- _Stated exercise_
Format the lines below as a JSON list of strings, one string per line, leaving out any blank lines. Begin at the line that has "like x=9, y=398." and stop after the line that has "x=319, y=397".

- _The data_
=======

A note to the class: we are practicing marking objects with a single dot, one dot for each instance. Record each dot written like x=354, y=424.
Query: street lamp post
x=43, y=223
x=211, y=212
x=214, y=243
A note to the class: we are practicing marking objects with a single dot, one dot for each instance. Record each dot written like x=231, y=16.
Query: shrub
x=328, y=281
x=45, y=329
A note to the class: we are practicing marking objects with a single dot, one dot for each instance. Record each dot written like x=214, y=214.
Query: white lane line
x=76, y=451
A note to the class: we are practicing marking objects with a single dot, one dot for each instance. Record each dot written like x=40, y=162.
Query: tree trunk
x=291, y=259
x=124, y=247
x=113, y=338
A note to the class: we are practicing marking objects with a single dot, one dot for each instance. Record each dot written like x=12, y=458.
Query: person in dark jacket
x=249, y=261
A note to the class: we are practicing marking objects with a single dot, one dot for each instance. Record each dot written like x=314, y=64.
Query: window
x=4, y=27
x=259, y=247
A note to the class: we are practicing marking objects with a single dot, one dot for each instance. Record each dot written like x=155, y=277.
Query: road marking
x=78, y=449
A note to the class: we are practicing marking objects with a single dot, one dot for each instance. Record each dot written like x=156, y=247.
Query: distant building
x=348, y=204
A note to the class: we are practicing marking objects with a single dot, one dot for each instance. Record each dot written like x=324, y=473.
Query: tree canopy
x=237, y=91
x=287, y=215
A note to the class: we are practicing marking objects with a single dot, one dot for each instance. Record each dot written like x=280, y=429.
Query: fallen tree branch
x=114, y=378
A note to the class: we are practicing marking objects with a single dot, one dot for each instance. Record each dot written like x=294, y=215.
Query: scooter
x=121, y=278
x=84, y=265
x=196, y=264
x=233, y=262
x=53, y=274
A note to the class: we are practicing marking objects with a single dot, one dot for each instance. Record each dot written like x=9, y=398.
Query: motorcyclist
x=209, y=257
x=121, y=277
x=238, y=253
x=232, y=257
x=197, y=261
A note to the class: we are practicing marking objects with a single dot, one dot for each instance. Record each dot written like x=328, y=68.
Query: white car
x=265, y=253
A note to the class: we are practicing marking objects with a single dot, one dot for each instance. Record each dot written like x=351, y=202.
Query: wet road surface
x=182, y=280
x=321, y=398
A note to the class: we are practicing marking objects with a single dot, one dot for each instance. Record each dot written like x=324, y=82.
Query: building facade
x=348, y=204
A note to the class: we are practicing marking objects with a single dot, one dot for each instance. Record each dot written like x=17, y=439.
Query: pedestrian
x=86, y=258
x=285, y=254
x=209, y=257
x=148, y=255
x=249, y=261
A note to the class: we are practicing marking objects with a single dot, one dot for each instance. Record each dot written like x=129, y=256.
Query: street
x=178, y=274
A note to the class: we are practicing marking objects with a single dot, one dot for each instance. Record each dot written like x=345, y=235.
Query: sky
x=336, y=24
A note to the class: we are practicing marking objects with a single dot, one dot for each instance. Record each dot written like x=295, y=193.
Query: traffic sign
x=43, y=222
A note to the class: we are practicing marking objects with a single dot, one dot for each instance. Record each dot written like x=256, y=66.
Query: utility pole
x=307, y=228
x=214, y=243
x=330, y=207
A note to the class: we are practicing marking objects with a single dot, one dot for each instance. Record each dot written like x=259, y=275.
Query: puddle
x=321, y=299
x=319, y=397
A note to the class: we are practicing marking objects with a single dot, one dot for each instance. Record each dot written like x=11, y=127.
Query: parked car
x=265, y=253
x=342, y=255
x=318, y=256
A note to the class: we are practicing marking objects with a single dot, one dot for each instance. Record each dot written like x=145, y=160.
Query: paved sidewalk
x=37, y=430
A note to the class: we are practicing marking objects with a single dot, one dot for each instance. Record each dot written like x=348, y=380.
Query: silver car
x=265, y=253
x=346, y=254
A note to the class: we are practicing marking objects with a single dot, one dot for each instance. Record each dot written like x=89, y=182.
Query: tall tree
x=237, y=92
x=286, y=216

=======

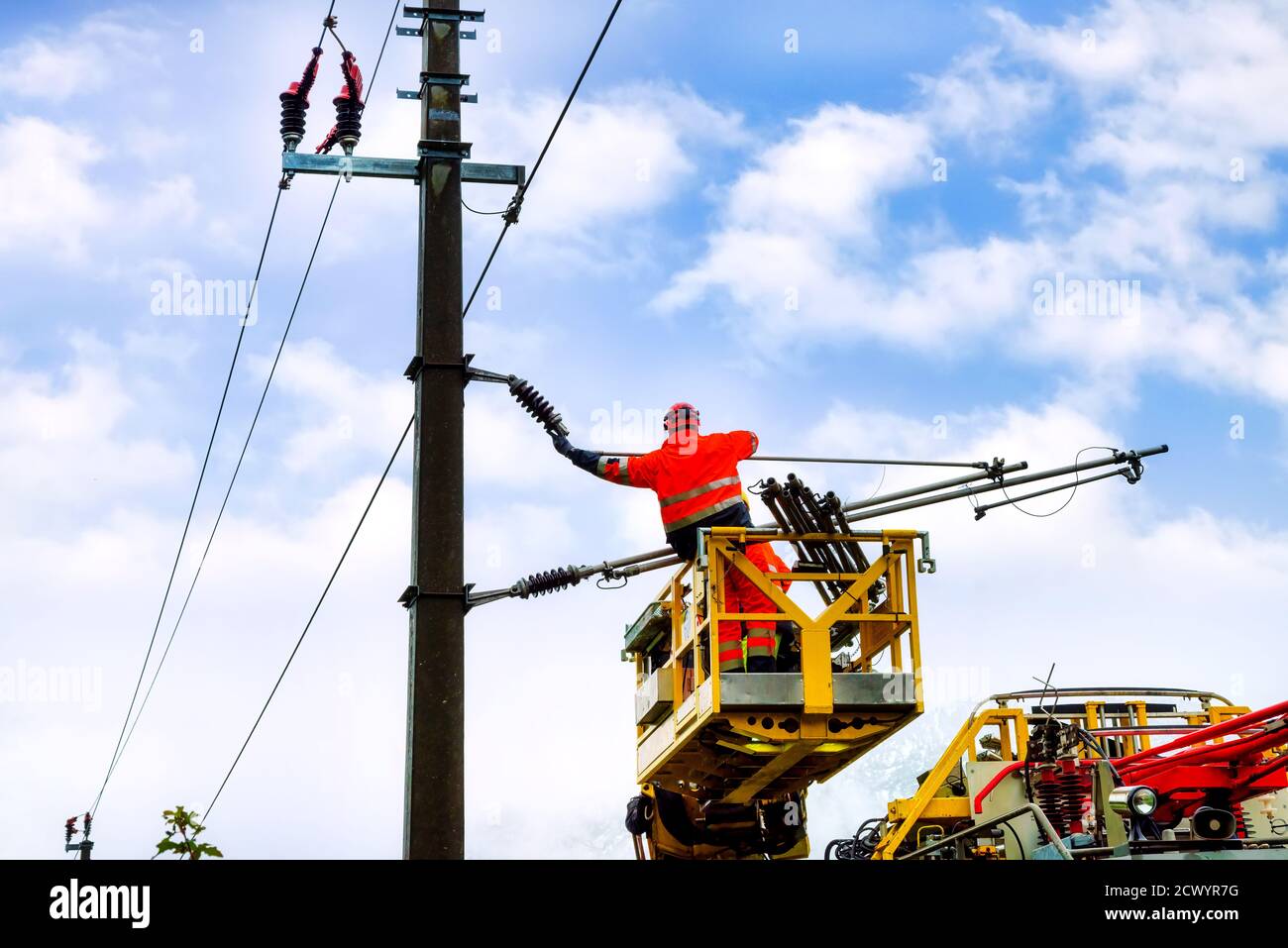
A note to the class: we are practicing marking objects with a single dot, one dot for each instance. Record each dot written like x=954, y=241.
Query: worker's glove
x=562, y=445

=======

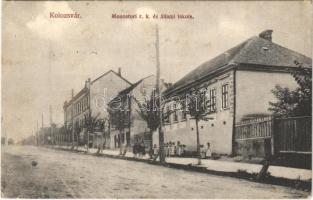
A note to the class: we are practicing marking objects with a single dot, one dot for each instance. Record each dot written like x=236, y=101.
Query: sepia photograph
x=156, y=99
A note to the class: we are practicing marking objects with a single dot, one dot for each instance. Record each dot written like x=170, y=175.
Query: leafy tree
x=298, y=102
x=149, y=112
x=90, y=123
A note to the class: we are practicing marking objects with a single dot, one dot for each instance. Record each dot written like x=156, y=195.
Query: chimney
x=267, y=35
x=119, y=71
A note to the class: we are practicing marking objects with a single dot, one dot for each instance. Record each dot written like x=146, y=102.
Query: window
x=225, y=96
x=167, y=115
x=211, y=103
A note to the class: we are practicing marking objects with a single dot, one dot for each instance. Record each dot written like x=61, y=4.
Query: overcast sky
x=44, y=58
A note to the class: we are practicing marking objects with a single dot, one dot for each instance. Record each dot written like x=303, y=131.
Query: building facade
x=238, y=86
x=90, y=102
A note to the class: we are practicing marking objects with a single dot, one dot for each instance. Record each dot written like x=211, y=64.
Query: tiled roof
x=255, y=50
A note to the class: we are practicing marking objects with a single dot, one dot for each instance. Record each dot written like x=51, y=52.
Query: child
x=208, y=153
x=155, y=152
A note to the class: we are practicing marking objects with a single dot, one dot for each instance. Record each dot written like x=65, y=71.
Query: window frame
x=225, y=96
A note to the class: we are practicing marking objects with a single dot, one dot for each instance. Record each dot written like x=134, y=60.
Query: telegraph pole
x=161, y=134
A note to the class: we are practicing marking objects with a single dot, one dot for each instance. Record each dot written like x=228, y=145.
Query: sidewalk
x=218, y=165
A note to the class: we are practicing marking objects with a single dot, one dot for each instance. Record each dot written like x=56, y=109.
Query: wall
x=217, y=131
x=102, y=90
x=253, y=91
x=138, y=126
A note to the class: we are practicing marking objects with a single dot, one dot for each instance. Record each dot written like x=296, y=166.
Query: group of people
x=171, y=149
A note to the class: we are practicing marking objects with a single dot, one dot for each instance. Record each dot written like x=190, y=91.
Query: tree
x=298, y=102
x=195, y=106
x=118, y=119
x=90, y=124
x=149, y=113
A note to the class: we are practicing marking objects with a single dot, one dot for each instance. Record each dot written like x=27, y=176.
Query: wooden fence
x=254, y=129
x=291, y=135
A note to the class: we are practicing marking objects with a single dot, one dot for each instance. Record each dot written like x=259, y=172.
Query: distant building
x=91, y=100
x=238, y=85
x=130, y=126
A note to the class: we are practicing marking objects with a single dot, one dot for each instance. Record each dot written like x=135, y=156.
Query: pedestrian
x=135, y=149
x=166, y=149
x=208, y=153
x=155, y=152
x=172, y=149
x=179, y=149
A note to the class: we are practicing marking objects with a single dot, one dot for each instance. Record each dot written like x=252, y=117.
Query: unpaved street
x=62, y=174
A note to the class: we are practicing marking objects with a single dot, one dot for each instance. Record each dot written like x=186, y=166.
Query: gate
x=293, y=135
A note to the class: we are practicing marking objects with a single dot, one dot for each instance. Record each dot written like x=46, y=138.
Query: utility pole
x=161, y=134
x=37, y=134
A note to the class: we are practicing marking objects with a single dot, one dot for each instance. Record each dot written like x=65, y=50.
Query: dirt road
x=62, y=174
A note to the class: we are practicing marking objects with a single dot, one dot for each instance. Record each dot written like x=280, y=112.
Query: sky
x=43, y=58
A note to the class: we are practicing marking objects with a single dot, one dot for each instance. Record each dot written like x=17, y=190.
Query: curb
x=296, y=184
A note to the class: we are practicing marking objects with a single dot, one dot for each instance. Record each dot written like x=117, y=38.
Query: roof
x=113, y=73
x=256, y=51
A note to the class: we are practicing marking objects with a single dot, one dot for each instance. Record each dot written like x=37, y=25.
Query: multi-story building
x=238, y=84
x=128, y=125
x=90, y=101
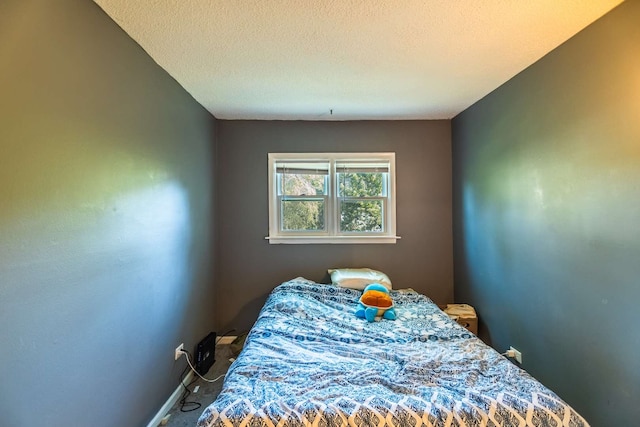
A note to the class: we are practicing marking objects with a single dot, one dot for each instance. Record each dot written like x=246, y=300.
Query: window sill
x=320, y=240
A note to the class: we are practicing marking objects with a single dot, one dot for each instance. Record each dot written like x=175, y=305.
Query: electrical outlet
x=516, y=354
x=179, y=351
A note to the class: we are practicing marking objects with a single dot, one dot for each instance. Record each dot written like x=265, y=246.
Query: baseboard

=======

- _Problem solution_
[
  "A note to the class: we are practicing marking objects with a single dot, one dot for each instance. Record each dot written like x=9, y=398.",
  "Query: motorcyclist",
  "x=209, y=257",
  "x=121, y=277",
  "x=238, y=253",
  "x=232, y=257",
  "x=197, y=261",
  "A note to the class: we are practicing marking objects with a single dot, one dot for each instance. Record each dot written like x=328, y=68.",
  "Query: white car",
  "x=265, y=253",
  "A note to the class: we are practicing marking objects with a single dot, one dot for each instance. Record each dot written like x=351, y=202.",
  "Query: wet road surface",
  "x=182, y=280",
  "x=321, y=398",
  "A note to the class: we are practicing marking objects with a single dot, one dot for each instance. Record each dot written like x=324, y=82.",
  "Query: building facade",
  "x=348, y=204",
  "A note to the class: we are practicing marking objects with a single dot, one dot for each instance. Record each dot written like x=17, y=439.",
  "Query: pedestrian",
  "x=86, y=258",
  "x=285, y=254",
  "x=209, y=257",
  "x=148, y=255",
  "x=249, y=261",
  "A note to the class: we are practicing marking objects with a single dot, one dot for each instance. Record each dot written like x=129, y=256.",
  "Query: street",
  "x=178, y=274",
  "A note to the class: we are practicing marking objects with a single dot, one dot for each instance. Record each dot written like x=345, y=235.",
  "Query: sky",
  "x=336, y=24",
  "A note to the class: we are practicing marking objects with a single dot, one dot for each instance. Record each dot written like x=295, y=193.",
  "Query: traffic sign",
  "x=43, y=222",
  "A note to the class: we are practicing marking objects with a single dot, one dot for each instance. Record each dot written like x=256, y=66.",
  "Query: utility pole",
  "x=307, y=228",
  "x=214, y=243",
  "x=330, y=207",
  "A note to the class: we are practicing marking objects with a single dot, one dot for each instance. Record each dot written like x=259, y=275.",
  "Query: puddle",
  "x=321, y=299",
  "x=319, y=397"
]